— begin RECORD SET —

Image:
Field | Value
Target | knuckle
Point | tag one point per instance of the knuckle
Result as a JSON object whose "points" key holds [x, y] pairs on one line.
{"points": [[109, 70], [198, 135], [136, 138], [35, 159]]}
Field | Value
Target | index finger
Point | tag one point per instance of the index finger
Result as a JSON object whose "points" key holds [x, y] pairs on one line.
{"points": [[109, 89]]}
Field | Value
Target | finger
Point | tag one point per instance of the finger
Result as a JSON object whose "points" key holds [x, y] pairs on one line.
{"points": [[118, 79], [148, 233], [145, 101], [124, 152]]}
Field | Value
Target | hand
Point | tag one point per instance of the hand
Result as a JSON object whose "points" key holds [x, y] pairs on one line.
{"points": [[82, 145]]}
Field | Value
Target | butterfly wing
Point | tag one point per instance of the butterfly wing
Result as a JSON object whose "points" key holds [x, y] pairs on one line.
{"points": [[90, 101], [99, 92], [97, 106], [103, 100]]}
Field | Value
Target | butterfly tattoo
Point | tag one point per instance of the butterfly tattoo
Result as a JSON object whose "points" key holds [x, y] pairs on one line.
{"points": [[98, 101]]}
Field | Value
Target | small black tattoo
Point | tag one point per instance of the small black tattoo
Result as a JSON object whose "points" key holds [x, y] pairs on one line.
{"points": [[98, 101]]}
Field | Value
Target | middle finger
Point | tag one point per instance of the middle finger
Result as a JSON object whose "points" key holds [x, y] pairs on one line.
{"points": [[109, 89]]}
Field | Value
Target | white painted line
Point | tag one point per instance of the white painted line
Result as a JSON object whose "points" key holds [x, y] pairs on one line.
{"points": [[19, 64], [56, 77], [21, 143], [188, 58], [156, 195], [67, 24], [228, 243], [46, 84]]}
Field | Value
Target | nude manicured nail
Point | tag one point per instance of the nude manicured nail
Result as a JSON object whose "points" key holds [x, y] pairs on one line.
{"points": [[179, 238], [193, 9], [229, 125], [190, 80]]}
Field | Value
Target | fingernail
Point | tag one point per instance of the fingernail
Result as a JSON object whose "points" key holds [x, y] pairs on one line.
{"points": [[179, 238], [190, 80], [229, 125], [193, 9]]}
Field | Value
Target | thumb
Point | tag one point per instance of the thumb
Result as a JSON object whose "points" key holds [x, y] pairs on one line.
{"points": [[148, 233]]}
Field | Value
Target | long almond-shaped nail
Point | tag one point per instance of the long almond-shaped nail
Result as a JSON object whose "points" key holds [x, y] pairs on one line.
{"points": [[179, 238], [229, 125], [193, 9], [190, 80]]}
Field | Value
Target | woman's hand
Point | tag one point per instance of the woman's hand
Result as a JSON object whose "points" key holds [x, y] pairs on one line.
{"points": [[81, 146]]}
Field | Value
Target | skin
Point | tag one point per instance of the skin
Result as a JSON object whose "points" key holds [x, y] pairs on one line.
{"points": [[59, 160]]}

— end RECORD SET —
— begin RECORD SET —

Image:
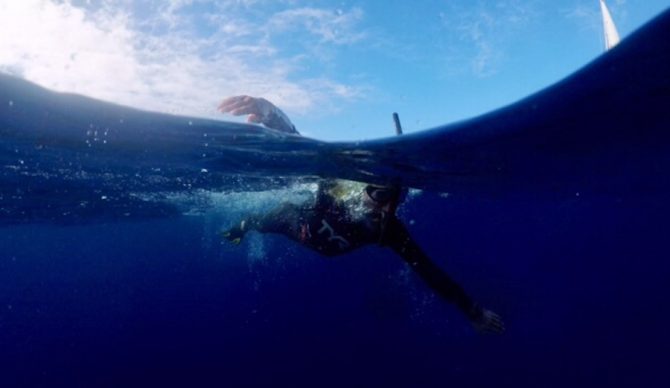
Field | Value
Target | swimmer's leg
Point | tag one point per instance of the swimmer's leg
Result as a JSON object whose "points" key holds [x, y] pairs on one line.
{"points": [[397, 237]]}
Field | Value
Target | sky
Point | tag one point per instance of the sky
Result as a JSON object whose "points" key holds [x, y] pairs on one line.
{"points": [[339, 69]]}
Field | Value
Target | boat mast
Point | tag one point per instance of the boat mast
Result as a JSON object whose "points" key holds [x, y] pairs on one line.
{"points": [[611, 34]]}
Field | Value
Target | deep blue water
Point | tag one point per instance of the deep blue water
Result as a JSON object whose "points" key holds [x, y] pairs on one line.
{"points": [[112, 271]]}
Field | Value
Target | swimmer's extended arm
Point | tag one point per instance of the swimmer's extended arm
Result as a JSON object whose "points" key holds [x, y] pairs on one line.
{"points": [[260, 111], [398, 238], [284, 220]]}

— end RECORD SET —

◆ WHAT YOU HAVE TO DO
Which lines in the records contain the word "knuckle"? Pull out each of them.

◆ SOLUTION FOR THIS TASK
Target | knuckle
Point | tag one point per instance of the knuckle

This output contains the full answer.